START Text under study

I-4’s argument that the Reorganized Debtors agreed
not to argue against abstention is also unavailing. The
Settlement Agreement provided that the Reorganized Debtors
would not argue against abstention “except to the extent
necessary in connection with the assumption and assignment
of the Lease as contemplated herein.” App. 1485. That
exception plainly applies because this proceeding was
brought “in connection with the . . . assignment of the Lease.”
III
Having concluded that the Bankruptcy Court properly
exercised jurisdiction over this dispute, we now address I-4’s
challenges to the Bankruptcy Court’s order on the merits. In
particular, I-4 argues that: (1) the parties agreed to waive the
application of 11 U.S.C. § 365(f)(3) in the Settlement
Agreement; (2) the Bankruptcy Court committed a taking
under the Fifth Amendment; and (3) the Bankruptcy Court
denied I-4 due process. We are unpersuaded by any of these
arguments.

END Text under study

→ Job
Carry on the court opinion about I-4's challenges to the Bankruptcy Court, writing the next few sentences after its last one. The items that come next are from a different source than the text.

START Study material

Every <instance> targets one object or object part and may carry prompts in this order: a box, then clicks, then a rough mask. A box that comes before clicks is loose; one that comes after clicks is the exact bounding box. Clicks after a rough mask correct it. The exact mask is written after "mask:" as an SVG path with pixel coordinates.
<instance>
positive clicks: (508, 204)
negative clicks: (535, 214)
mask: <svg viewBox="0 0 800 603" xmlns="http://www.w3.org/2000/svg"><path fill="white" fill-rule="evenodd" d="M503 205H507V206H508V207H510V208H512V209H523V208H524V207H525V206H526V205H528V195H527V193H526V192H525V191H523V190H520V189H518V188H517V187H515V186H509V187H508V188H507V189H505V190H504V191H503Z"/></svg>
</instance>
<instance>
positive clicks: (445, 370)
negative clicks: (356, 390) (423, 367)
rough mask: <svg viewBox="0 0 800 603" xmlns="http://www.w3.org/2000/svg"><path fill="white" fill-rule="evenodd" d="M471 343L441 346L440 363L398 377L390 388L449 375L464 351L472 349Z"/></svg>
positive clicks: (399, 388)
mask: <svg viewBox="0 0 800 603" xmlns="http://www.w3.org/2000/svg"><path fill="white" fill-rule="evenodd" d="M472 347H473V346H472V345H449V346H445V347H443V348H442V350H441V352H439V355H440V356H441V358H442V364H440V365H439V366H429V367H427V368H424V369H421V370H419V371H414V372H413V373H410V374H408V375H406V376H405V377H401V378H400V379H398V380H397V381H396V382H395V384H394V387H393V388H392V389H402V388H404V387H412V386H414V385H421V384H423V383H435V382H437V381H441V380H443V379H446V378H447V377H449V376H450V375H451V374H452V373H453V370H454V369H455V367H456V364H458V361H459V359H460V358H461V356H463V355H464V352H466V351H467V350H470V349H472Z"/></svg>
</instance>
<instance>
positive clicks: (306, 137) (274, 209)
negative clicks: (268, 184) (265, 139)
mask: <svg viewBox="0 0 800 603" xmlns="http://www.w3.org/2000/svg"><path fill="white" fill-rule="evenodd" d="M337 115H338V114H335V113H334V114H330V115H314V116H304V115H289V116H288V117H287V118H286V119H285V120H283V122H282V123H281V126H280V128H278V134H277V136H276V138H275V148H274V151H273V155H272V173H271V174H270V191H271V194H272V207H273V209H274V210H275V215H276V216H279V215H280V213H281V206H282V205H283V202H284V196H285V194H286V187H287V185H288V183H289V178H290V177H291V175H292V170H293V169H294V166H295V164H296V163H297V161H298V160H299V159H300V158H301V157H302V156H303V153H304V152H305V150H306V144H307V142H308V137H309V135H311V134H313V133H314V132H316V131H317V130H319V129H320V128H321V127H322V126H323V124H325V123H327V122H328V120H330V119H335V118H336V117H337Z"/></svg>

END Study material

→ Output for this task
A
I-4’s first argument is premised on the claim that “the
unambiguous plain language of the Settlement Agreement
result[ed] in the elimination of the Purchase Option.” I-4 Br.
50. However, the section of the Settlement Agreement I-4
cites provides merely that LDRV “agrees that it shall remain
liable for all obligations on the Lease, after assignment.”
11
App. 1480. Another section of the Settlement Agreement
states that “[e]xcept as otherwise provided in this Agreement,
there is no intent to, nor is the Lease modified in any respect
and the Lease and all terms and conditions thereof remain in
full force and effect.” App. 1487. Even assuming arguendo
that the parties may waive the protections of § 365(f)(3),
neither of these provisions unambiguously eliminates the
purchase option, as both could be read to mean that LDRV
steps into Lazy Days’s shoes and acquires all the rights and
obligations that Lazy Days had, notwithstanding any anti-
assignment provisions.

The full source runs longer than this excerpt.